[Opening Data records section]
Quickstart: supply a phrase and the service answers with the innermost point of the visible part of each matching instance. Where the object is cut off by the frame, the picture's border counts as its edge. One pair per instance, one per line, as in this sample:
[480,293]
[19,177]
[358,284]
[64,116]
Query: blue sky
[Closing Data records section]
Nothing in the listing may be left out; repeat it all exactly.

Quickstart: supply a phrase and the service answers with the innermost point of the visible part of each matching instance. Where the object is cut off by the frame, the picture's border counts as its edge. One pair per instance, one per line, as in this sample:
[480,293]
[19,177]
[358,284]
[64,116]
Query: blue sky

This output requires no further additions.